**Page excerpt**
┌────────

Bookstore Ghettoes

  • by:
  • 03/02/2023

If Rachael Ray had been black, there are bookstores where her cookbook would not be displayed in the same section with all the other cookbooks. It would be displayed off in a special section for black authors.

This means that many people who were looking for cookbooks would not even see Rachael Ray's cookbook, much less buy it.

This is not rocket science but it seems to have escaped the notice of those publishers who supply racial information on their authors, thereby jeopardizing sales of their own books.
Some years back, I was looking for a particular book on child development and was surprised not to see it in the large section of child development books at a local bookstore.
When I asked a clerk to check and see if that book was available, she checked her computer and then said that there were copies in the store right now - in the section for black writers.

I had no idea what race the author of this child development book was, and would have considered it irrelevant if I had known. But our schools and colleges have turned out millions of people steeped in the new sacred trinity of "race, class, and gender."

I was reminded of all this recently when I noticed that my own latest book, "A Man of Letters," had as its number one official classification "African-American Intellectuals."
This book is no more about black intellectuals - I don't even use the term "African American" - than the child development book was about race.

Fortunately, a local San Francisco Borders bookstore that I visited seems to have ignored that classification and had the book on the shelves for books on government and politics.
Actually, "A Man of Letters" is a collection of excerpts from letters I have sent and received since 1960, on topics ranging from education to economics, law, the media, Third World countries and - in a very few places - black intellectuals.

Since these letters also cover events in my own life, the book is probably best classified as autobiographical. But I was happy to see it on the bookstore shelves under "government and politics," instead of being shunted off into a racial ghetto, where people looking for this kind of book are unlikely to go.

This is only one of many examples of how much this generation - especially the "educated" part of it - has let symbolism over-ride substance.

└────────

**Problems to work on**
a – Using the essay on bookstore ghettoes, decide whether each statement agrees with it: (i) The writer found the child development book in the store's child development section. (ii) The San Francisco Borders store shelved "A Man of Letters" with books on government and politics. (iii) "A Man of Letters" is made up of excerpts from letters sent and received since 1960. For each, answer yes or no and quote the words of the essay that settle it.
b – Pick up the essay on bookstore ghettoes after its final sentence and continue it.

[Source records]
┌────────

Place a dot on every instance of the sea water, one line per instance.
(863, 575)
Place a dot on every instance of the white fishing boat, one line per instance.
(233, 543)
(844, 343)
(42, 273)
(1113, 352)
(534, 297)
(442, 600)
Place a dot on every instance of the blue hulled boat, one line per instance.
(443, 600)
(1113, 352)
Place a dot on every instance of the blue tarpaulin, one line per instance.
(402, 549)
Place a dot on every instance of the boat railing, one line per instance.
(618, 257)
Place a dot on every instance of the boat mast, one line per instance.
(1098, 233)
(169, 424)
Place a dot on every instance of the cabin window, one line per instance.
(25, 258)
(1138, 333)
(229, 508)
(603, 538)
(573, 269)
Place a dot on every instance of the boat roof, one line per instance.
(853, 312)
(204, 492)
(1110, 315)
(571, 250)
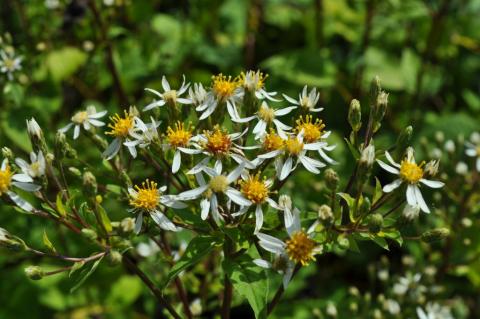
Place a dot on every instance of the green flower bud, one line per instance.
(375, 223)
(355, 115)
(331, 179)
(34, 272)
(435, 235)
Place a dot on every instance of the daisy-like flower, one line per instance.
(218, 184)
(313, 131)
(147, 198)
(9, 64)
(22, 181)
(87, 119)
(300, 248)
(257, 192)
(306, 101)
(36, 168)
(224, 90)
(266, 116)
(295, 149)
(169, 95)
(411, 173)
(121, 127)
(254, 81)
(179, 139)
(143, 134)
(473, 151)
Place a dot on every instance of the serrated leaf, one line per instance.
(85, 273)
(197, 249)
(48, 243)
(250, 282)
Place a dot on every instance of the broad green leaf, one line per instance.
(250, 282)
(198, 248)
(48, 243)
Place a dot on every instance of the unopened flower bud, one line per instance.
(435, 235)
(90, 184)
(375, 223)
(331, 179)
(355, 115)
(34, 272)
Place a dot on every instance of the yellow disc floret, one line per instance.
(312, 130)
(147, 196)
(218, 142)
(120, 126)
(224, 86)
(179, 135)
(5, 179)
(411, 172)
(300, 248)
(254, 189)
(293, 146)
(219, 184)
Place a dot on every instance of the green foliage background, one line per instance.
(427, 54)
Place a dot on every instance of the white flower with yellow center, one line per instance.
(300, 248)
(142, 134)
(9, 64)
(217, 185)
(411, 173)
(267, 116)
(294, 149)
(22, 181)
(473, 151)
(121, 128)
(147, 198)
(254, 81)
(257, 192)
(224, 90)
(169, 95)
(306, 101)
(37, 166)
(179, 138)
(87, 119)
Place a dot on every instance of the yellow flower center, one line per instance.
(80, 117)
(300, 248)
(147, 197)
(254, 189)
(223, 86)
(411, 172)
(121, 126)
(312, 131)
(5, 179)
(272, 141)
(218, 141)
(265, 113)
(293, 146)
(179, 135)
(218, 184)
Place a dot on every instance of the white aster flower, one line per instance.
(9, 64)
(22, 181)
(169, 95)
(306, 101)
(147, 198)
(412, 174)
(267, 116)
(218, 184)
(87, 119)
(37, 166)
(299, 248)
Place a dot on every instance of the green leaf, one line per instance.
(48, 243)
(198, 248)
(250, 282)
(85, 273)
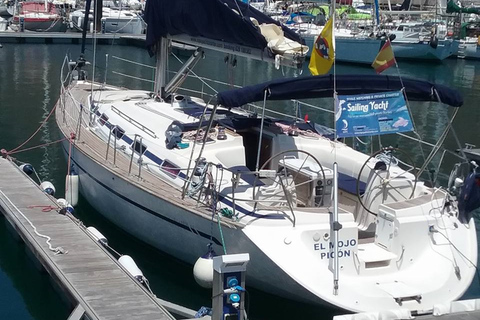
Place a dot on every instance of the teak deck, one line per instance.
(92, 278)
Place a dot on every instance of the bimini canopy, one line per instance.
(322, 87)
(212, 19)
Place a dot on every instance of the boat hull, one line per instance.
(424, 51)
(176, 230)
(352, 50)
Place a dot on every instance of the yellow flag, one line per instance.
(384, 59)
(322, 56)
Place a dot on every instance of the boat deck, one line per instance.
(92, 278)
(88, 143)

└────────
┌────────

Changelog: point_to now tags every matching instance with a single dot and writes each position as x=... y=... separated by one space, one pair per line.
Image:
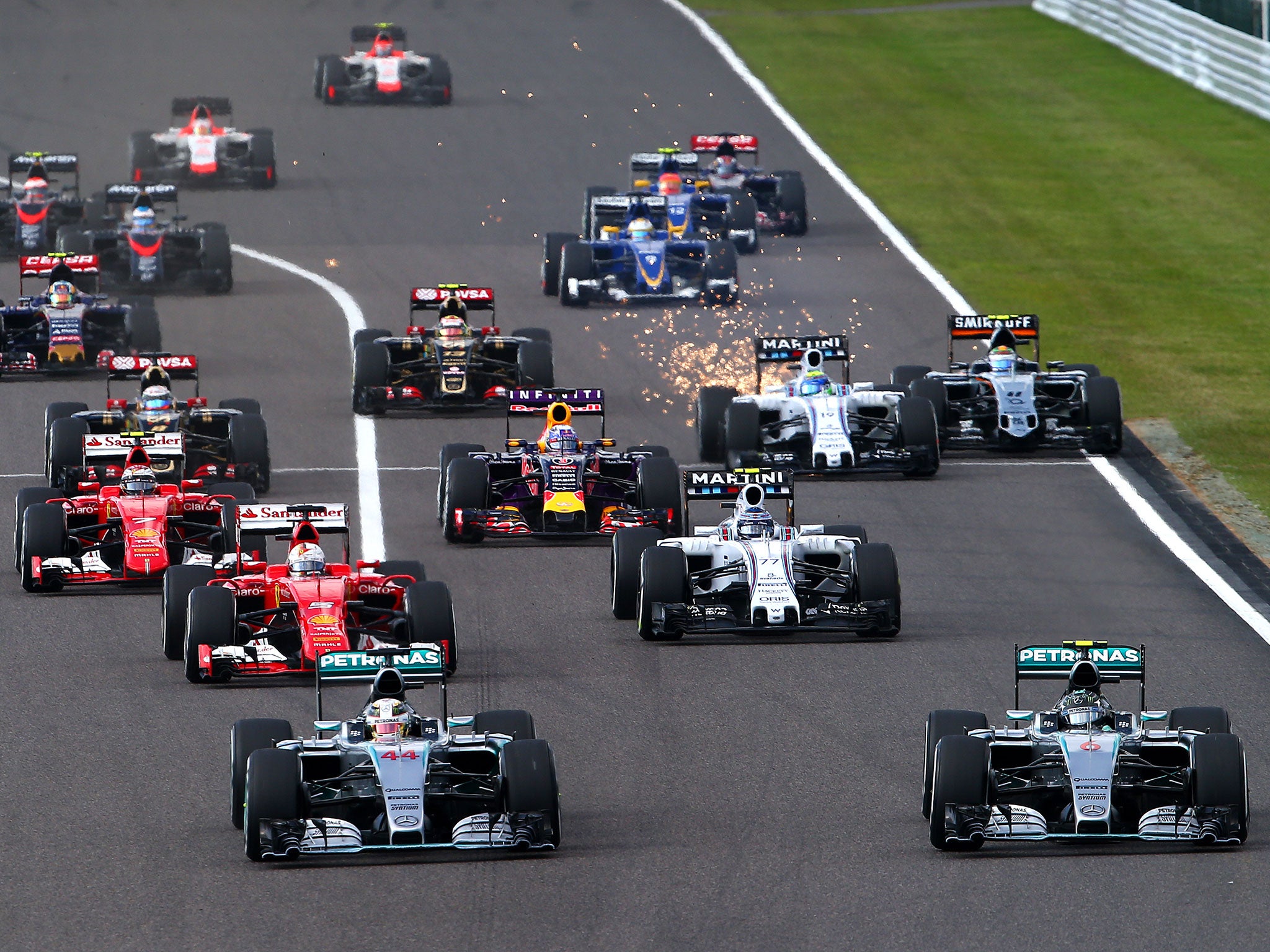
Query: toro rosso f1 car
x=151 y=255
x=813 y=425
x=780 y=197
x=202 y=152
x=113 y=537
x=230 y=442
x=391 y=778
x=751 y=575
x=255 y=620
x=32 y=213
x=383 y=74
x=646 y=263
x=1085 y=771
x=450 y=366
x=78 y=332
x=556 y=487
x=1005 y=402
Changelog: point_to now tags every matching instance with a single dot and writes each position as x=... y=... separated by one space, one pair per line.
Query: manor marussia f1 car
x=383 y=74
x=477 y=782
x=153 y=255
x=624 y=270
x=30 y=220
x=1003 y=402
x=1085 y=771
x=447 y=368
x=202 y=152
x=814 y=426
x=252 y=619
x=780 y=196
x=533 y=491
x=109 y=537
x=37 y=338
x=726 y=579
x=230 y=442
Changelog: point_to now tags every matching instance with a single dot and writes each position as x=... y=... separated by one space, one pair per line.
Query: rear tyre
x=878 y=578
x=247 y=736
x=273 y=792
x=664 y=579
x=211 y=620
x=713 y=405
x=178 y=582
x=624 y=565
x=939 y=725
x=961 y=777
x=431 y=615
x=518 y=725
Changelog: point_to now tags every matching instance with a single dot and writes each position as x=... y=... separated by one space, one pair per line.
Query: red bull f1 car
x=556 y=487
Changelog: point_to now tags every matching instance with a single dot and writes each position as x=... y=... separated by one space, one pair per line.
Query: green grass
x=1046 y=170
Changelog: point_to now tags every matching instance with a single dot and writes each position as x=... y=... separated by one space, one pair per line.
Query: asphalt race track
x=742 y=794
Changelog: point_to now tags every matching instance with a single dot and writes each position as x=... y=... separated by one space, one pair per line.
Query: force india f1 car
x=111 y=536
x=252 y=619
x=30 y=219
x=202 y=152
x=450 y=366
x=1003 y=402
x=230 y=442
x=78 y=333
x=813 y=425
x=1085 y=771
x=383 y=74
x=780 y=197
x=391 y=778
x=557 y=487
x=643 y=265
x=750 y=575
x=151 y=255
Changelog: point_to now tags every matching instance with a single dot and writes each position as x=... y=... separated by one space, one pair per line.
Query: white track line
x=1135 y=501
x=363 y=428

└────────
┌────────

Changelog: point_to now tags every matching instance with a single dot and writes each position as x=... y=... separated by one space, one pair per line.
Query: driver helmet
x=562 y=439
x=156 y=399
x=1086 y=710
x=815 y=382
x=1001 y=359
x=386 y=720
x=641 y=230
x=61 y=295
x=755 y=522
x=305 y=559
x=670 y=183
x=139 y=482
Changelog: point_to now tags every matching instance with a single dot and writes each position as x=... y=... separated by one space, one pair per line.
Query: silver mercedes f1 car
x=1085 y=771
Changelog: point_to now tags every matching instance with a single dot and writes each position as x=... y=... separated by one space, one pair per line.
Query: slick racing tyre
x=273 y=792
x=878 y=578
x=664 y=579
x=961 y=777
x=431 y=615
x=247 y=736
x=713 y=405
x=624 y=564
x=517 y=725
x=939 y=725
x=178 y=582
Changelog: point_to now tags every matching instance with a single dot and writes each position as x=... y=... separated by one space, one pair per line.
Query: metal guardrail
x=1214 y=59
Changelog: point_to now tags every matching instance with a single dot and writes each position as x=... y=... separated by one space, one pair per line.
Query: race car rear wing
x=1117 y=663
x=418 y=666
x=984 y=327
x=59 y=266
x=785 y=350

└────────

**Written responses**
a –
(i) No: "there were copies in the store right now - in the section for black writers."
(ii) Yes: "had the book on the shelves for books on government and politics."
(iii) Yes: "a collection of excerpts from letters I have sent and received since 1960"

b –
With just a moment's thought, anyone whose IQ is not in single digits would see the absurdity of the idea of losing book sales for the sake of symbolism. But the real problem is that so many people today don't stop and think when they are being swept along by some fashionable notion.

The notion of honoring black ("African American") writers with a special section in bookstores is just one of innumerable fashionable symbolic notions that ignore consequences.

In other situations, the negative consequences of mindless symbolism can be far more serious.

For example, one of the letters in "A Man of Letters" is from my friend and fellow economist Walter Williams, mentioning that he learned of a teaching hospital near him which had an unwritten policy against giving a failing grade to any black medical student.
Similar policies are mentioned in other letters, to and from other people, about double standards for black medical students at other places, including the Harvard Medical School in the 1970s.

Apparently the symbolism of having more black medical students on display was allowed to over-ride consideration of the consequences of sending out into the world under-qualified doctors, at the risk of their patients' lives.

It is not that these consequences are too complicated for the people who run medical schools to figure out. But nothing gets figured out if you don't bother to stop and think about it.

One of the reasons people don't bother to stop and think is that symbolism lets them feel good about themselves. They can go through life leaving havoc in their wake, while enjoying a warm glow of self-approval.

Lower book sales for black writers are one of the milder consequences.